**RECORDS FOR THIS TASK**
>> Begin

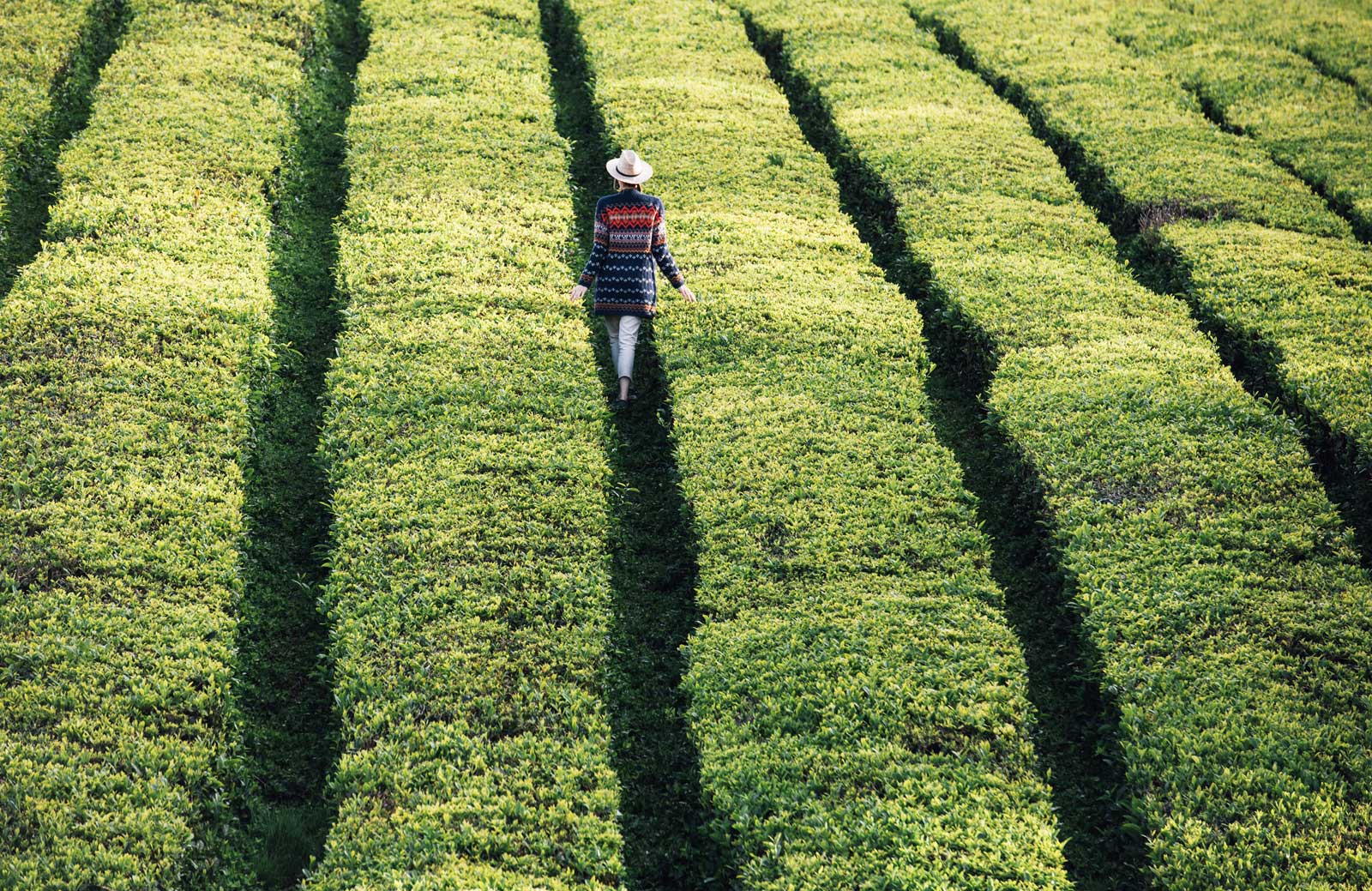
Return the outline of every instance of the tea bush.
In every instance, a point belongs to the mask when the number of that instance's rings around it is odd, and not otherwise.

>> End
>> Begin

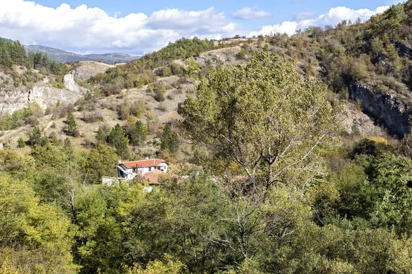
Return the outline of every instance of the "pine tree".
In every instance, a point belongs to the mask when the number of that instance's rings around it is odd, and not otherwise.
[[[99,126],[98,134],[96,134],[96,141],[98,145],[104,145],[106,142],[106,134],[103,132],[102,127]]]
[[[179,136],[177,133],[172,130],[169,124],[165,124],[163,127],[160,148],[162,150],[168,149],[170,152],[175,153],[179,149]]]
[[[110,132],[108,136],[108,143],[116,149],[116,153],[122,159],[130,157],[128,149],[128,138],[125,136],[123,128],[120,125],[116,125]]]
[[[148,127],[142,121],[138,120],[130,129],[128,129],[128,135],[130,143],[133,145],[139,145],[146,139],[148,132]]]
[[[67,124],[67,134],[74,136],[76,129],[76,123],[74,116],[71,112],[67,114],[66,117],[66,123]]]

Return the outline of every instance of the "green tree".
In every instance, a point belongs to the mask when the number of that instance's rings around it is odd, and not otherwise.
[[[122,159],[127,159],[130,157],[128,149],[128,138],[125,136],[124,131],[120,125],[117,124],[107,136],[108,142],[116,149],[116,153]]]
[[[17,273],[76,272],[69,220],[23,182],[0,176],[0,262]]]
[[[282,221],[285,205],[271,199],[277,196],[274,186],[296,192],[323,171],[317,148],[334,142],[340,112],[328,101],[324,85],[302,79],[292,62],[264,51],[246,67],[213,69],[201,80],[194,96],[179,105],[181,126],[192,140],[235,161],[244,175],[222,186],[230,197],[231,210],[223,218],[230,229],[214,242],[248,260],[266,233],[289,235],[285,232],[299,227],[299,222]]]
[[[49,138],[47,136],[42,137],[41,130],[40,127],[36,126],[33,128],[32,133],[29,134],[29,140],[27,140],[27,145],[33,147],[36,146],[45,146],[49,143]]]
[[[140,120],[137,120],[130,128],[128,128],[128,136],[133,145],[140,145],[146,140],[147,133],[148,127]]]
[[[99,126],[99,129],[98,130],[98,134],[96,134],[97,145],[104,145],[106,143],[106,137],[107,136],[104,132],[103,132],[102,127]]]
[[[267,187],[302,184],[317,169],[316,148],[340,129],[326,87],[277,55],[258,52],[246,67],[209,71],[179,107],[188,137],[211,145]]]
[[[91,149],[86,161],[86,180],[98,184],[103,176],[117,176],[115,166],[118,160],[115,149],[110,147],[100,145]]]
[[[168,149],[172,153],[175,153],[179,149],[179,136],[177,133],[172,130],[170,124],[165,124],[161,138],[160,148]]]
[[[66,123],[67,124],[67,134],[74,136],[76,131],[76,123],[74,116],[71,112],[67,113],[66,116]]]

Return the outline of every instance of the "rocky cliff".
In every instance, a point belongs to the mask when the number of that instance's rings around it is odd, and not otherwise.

>> End

**WHAT YOU WILL DO**
Gather every line from the rows that contains the word "tree" and copy each one out in full.

**RESULT OF THIS EXERCISE**
Return the outline of every instance of the "pine tree".
Return the outline of every instance of the "green tree".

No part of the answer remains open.